WHAT YOU NEED TO DO
The data follows this line. Copy verbatim the line with "Where is the narrow" and each line after it to the end.

======== DATA FOR PROCESSING ========

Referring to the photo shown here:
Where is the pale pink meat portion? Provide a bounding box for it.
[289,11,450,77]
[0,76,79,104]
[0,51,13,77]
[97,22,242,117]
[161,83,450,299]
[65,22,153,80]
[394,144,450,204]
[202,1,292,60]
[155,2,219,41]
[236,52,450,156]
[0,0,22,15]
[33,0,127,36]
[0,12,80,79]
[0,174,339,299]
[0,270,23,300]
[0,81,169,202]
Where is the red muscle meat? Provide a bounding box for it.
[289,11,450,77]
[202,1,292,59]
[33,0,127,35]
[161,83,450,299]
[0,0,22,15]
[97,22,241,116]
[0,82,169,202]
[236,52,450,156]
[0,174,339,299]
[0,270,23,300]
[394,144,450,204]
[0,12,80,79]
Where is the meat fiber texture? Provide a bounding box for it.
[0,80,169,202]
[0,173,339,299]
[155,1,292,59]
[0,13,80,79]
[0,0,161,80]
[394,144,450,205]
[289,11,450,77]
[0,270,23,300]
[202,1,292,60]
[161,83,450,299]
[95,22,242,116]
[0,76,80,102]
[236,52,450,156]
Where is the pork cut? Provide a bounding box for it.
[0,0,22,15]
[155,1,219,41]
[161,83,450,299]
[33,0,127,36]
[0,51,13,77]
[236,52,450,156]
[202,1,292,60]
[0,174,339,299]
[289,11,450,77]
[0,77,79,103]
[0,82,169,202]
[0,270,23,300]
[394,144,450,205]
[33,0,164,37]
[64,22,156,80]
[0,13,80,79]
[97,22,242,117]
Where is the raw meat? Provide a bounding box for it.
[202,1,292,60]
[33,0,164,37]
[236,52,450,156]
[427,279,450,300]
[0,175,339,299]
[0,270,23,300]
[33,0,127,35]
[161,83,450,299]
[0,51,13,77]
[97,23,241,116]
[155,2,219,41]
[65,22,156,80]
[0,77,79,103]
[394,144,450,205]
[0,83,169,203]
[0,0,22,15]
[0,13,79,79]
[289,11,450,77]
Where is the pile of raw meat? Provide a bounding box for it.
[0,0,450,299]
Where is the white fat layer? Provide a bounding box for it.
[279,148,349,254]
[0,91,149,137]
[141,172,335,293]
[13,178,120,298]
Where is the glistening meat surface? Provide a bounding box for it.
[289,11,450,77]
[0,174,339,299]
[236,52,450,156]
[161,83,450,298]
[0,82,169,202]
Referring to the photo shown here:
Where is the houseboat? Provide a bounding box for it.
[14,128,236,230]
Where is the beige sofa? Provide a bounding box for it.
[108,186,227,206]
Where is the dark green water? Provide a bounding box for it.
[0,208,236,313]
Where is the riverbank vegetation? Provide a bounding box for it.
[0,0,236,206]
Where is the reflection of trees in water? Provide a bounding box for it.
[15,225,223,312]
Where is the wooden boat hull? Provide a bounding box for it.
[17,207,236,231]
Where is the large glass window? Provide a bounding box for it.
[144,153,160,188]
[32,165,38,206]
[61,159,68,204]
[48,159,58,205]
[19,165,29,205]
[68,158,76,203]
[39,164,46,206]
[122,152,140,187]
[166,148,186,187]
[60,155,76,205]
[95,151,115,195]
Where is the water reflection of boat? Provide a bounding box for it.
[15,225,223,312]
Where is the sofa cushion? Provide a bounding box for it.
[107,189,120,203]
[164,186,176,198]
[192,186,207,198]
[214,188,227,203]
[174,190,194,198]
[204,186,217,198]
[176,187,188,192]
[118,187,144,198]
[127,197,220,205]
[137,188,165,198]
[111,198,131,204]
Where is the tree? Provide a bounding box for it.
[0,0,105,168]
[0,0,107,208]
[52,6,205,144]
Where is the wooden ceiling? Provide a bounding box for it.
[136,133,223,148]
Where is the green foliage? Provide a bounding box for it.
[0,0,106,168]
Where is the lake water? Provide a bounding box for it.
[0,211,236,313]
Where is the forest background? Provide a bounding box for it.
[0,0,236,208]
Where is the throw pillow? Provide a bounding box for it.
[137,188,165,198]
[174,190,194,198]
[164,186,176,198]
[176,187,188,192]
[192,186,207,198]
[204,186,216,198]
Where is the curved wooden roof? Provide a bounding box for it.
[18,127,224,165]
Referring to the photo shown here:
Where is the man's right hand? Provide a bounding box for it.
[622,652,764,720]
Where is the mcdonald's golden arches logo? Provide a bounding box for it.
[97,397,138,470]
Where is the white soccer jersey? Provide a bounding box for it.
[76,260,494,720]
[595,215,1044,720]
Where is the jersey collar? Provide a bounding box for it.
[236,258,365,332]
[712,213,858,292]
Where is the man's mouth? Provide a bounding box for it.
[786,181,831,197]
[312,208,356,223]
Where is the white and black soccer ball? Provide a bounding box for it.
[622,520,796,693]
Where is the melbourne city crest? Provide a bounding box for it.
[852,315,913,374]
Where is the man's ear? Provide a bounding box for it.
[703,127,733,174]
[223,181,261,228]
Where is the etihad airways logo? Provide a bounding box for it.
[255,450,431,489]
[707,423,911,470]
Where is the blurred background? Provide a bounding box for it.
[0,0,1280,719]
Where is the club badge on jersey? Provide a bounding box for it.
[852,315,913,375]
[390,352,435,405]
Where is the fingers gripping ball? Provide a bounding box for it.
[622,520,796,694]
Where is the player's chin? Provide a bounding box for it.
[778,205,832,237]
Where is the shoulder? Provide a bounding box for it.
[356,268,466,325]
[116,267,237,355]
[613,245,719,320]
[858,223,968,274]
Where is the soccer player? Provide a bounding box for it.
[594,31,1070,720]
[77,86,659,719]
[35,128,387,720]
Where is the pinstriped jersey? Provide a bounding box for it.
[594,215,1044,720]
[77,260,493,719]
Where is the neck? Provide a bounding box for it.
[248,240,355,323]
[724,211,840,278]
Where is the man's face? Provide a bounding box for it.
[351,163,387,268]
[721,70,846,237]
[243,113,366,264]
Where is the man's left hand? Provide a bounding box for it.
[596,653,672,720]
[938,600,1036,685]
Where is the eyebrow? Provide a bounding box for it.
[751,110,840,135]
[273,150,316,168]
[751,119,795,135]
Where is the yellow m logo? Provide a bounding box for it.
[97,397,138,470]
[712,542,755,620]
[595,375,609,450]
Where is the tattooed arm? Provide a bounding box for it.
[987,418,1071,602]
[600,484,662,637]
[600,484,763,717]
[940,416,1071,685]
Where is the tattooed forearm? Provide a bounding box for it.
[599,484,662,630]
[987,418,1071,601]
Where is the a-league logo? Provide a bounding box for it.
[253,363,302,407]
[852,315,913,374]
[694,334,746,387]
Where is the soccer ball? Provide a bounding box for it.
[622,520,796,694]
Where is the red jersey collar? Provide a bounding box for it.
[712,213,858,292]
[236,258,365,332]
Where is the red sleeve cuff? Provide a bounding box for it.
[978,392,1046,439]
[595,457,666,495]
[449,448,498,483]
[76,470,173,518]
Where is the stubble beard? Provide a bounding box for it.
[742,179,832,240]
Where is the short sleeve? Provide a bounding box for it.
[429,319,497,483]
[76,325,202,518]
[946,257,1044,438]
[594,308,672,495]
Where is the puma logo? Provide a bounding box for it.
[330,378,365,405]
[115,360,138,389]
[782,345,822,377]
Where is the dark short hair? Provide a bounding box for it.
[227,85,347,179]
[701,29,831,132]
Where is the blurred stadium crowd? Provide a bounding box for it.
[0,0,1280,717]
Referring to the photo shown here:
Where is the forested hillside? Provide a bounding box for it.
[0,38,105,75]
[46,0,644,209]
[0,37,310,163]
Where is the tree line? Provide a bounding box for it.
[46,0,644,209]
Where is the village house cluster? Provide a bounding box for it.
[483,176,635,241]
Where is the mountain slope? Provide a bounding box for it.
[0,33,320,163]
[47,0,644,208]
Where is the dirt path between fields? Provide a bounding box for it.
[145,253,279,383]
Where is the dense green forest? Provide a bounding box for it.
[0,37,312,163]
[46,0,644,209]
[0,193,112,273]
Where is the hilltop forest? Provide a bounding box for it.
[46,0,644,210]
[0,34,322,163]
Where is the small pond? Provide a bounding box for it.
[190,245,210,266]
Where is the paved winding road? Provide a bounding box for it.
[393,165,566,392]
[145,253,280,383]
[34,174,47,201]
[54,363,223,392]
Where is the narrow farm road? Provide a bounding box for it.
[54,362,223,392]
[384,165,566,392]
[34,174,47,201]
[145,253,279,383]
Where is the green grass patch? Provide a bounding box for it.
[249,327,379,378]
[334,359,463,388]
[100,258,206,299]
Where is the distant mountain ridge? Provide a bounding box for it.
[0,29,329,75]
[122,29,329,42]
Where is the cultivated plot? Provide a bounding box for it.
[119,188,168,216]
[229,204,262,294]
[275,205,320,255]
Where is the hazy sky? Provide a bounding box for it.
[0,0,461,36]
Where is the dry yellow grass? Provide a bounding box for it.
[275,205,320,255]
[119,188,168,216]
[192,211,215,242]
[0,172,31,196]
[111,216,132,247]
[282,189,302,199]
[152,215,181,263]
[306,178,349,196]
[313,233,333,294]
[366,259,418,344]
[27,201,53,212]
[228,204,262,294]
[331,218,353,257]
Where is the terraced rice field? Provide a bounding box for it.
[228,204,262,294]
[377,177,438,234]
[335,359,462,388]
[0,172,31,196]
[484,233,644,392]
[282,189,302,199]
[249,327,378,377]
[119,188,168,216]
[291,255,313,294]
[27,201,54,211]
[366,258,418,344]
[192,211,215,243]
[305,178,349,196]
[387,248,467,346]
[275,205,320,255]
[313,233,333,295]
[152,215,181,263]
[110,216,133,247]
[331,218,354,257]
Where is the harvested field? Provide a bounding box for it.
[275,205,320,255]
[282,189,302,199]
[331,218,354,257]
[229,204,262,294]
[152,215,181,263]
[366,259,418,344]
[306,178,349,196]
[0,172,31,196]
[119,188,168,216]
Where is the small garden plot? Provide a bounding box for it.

========

ANSWER FOR THE TASK
Where is the narrow farm road? Provide a bounding box for it.
[54,362,223,392]
[384,165,566,392]
[34,174,47,201]
[145,253,279,383]
Where is the green grass patch? Provide a bounding box for it.
[249,327,379,378]
[334,359,463,388]
[100,258,206,299]
Where is the distant mountain ridge? Provide a bounding box for it.
[0,29,329,75]
[122,29,329,42]
Where is the cultivated plot? Provide a bounding box for it.
[119,188,168,216]
[229,204,262,294]
[275,205,320,255]
Where is the hazy sky? Provide a bounding box for it.
[0,0,461,36]
Where is the dry yellow grass? Provide a bounding box for it.
[275,205,320,255]
[119,188,168,216]
[192,211,215,242]
[0,172,31,196]
[111,216,132,247]
[282,189,302,199]
[152,215,181,263]
[306,178,349,196]
[313,233,333,294]
[366,259,418,344]
[27,201,53,212]
[228,204,262,294]
[331,218,353,257]
Where is the terraced rice field? Provide a bounding box for it.
[228,204,262,294]
[377,177,438,234]
[335,359,462,388]
[0,172,31,196]
[484,233,644,392]
[282,189,302,199]
[249,327,378,377]
[119,188,168,216]
[291,255,313,294]
[27,201,54,211]
[366,258,418,344]
[192,211,215,243]
[305,178,349,196]
[387,248,467,346]
[275,205,320,255]
[313,233,333,295]
[152,215,181,263]
[110,216,133,247]
[331,218,354,257]
Where is the harvested field? Provide a bounding box for it.
[275,205,320,255]
[282,189,302,199]
[331,218,354,257]
[229,204,262,294]
[152,215,181,263]
[366,259,418,344]
[306,178,349,196]
[0,172,31,196]
[119,188,168,216]
Where is the small garden plot? Provide a bounding box for it.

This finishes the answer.